Lines excerpted from a collection
▬▬▬

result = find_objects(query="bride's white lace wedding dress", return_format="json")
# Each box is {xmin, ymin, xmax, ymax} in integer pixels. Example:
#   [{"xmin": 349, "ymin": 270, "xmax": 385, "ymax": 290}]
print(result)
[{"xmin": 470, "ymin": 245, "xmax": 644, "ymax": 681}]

▬▬▬

◆ **PROBLEM**: Rewrite these lines with "lace" swapped for "satin", and leave everything else as it is.

◆ **RESULT OF THIS TASK**:
result = find_objects(query="bride's white satin wedding dress", return_format="json")
# Each box is {xmin, ymin, xmax, ymax} in integer pixels. Example:
#   [{"xmin": 349, "ymin": 270, "xmax": 385, "ymax": 290}]
print(result)
[{"xmin": 470, "ymin": 245, "xmax": 644, "ymax": 681}]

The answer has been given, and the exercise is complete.